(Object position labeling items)
☆ ☆ ☆
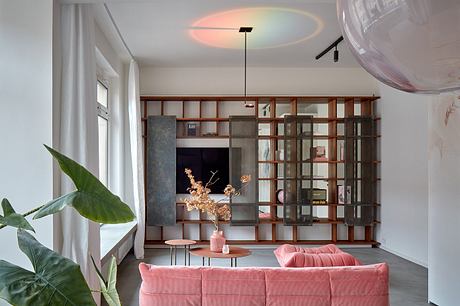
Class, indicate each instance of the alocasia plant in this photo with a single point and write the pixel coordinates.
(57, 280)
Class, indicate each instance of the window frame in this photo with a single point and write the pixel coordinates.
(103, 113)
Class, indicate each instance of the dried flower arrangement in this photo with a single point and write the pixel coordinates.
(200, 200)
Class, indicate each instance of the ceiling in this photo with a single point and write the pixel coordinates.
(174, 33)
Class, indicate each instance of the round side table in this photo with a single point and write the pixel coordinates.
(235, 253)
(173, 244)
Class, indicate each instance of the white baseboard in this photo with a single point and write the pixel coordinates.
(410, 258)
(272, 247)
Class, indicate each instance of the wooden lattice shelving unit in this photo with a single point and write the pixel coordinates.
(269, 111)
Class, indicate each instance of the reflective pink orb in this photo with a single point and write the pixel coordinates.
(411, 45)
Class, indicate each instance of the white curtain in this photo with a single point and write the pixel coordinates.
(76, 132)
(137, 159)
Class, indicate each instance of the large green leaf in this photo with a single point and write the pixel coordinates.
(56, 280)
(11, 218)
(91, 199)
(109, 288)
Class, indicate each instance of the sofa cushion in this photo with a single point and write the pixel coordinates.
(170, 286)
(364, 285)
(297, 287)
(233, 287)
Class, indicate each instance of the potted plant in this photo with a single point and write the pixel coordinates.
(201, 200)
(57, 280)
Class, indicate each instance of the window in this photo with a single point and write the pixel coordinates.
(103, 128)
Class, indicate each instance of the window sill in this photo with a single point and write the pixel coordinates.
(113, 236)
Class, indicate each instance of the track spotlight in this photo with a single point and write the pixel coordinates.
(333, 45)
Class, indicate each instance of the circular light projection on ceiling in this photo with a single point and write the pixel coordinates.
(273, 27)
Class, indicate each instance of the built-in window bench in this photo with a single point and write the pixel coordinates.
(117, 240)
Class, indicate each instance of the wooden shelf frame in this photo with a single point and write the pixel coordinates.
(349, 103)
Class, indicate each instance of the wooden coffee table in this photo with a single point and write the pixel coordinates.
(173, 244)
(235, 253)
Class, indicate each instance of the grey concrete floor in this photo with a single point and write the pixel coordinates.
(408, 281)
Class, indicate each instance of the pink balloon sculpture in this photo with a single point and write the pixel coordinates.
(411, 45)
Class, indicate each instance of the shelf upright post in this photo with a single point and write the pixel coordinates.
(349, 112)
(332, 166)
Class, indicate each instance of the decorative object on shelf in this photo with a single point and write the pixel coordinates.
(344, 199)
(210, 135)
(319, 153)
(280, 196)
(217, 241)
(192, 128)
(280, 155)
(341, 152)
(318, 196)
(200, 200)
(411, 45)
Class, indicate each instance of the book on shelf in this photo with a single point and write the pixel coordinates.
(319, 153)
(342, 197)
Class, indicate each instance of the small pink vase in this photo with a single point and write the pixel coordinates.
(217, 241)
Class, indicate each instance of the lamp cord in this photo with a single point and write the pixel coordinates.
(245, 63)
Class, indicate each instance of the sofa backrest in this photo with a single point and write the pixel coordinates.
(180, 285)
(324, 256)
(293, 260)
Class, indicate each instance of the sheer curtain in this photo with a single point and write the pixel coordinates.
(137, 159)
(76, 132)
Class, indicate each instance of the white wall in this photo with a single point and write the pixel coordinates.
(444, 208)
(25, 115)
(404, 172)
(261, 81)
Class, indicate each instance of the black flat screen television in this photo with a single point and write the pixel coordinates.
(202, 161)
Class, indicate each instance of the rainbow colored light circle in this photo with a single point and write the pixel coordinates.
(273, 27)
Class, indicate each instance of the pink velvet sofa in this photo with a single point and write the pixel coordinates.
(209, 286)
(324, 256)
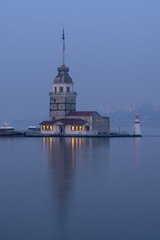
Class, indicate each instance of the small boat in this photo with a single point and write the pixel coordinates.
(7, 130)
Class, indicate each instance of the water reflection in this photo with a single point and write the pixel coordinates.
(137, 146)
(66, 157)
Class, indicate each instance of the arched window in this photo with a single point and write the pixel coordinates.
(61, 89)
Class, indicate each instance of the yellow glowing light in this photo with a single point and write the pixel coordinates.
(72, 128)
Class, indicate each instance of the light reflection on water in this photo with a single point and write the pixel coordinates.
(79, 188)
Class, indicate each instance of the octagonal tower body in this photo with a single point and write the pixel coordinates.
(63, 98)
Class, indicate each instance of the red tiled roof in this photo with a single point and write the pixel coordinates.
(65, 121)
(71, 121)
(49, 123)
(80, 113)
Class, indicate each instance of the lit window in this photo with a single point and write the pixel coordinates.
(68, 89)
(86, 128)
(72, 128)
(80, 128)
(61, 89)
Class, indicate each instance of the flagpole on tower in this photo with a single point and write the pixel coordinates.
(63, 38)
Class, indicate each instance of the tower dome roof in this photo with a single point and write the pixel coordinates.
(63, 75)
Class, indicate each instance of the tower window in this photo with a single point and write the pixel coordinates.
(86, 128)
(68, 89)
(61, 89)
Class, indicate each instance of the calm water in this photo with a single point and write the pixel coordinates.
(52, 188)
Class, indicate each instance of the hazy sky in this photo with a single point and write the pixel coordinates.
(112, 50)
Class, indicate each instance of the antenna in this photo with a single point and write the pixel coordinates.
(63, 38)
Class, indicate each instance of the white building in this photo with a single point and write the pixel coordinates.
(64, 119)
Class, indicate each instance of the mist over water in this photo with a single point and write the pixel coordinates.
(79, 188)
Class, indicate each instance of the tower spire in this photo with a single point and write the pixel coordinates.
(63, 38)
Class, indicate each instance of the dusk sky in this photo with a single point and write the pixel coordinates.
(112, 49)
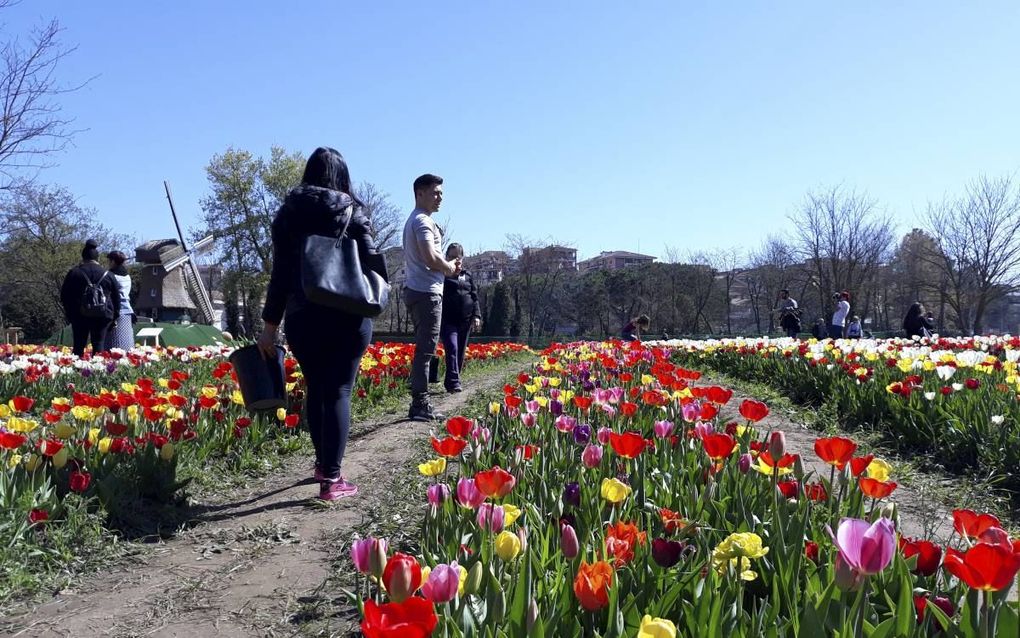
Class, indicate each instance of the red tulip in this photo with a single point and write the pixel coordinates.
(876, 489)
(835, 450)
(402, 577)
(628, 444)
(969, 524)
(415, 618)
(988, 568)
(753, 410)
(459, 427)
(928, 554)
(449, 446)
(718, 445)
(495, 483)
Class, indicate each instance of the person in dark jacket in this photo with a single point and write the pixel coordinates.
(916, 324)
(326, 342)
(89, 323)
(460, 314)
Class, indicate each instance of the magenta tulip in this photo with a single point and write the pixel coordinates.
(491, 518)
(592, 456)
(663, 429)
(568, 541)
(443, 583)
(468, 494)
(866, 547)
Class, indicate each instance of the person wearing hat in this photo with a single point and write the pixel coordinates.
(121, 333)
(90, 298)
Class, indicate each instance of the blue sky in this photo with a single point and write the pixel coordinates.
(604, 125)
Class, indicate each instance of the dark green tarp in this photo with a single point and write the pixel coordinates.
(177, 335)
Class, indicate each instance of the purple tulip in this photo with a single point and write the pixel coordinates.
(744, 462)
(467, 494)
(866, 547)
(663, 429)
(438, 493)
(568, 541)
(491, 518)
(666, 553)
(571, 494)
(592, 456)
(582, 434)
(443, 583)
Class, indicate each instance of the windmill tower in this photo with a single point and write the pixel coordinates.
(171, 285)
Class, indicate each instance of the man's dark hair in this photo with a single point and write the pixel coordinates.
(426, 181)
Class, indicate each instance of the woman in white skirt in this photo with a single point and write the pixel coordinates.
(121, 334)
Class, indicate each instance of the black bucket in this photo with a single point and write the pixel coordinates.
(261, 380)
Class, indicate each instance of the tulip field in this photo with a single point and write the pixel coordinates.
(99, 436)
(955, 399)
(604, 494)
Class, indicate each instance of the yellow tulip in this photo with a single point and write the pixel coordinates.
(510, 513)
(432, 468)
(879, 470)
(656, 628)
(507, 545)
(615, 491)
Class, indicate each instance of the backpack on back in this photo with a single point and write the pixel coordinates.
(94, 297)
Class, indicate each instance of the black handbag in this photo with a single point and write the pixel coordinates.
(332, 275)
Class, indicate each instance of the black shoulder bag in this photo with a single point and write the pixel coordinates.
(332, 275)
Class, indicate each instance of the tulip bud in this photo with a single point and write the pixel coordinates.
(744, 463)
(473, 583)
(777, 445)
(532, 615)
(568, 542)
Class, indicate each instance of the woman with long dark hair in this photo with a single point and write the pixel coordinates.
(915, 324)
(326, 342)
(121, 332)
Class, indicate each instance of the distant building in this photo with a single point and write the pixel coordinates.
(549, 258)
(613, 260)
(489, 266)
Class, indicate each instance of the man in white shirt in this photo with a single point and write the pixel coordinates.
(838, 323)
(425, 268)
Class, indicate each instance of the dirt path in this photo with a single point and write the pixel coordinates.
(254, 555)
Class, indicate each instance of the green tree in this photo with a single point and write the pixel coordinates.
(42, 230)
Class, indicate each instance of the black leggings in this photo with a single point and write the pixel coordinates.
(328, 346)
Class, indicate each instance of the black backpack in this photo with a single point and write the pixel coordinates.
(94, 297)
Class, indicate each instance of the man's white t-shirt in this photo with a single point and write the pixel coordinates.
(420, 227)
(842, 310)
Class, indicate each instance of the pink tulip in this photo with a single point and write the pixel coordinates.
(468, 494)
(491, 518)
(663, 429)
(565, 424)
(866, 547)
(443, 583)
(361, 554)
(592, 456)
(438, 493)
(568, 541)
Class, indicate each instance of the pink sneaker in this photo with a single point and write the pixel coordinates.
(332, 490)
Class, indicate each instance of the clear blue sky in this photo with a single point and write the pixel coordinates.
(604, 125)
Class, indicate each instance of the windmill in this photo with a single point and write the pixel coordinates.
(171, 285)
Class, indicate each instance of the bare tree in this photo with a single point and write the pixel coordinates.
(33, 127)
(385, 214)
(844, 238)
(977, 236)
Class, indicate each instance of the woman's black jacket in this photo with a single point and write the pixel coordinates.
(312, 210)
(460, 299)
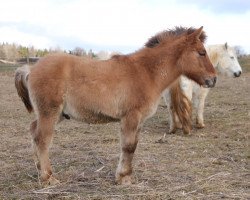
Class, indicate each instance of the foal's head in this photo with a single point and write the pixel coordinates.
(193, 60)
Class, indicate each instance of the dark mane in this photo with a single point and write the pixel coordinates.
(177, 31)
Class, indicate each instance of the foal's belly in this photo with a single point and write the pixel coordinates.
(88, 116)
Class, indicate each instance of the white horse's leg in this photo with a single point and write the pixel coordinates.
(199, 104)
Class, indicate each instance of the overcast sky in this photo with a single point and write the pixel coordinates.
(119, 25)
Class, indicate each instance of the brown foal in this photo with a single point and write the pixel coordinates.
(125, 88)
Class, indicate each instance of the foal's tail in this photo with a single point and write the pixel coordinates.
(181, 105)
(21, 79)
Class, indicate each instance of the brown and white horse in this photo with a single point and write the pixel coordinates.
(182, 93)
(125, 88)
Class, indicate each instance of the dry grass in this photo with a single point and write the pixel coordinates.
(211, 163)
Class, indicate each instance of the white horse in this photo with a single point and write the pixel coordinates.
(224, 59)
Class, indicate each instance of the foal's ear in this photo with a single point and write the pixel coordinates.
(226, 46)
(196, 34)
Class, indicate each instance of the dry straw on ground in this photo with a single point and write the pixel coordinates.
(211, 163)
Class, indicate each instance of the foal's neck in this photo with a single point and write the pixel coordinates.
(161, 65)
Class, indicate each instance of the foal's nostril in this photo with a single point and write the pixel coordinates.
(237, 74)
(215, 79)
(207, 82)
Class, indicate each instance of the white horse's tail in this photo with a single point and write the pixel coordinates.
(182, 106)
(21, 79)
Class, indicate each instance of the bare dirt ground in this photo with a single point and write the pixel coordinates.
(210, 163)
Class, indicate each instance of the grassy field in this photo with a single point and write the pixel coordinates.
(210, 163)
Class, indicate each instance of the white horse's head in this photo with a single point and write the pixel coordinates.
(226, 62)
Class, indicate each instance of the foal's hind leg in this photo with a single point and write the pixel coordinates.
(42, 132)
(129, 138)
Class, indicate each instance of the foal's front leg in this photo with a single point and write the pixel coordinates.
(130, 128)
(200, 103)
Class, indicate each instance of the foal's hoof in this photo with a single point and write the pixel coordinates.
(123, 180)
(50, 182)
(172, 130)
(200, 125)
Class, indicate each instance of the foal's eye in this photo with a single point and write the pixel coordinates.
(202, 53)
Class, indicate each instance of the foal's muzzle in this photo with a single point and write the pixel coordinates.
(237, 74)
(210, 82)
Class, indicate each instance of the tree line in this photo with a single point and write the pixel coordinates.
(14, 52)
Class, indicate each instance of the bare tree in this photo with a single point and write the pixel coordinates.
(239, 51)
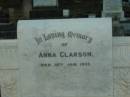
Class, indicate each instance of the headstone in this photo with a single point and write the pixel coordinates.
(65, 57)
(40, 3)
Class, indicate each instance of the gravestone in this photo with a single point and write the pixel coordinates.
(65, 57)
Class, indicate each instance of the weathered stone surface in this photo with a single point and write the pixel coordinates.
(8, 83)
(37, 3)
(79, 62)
☆ ☆ ☆
Instruction: Rewrite the lines from the one containing "Class, indicate each instance of the headstone" through the end of the items, inclusive, as a numbered list, skipping any blank lines.

Result:
1. Class, indicate each instance of the headstone in this photo with a single point and write the pixel coordinates.
2. (65, 57)
3. (40, 3)
4. Class, indicate each instance of the gravestone in this photo with a single point and write the pixel coordinates.
5. (65, 57)
6. Class, indicate each instance of the weathered stone surface in this photo with a single point and write the pixel coordinates.
7. (8, 83)
8. (37, 3)
9. (79, 62)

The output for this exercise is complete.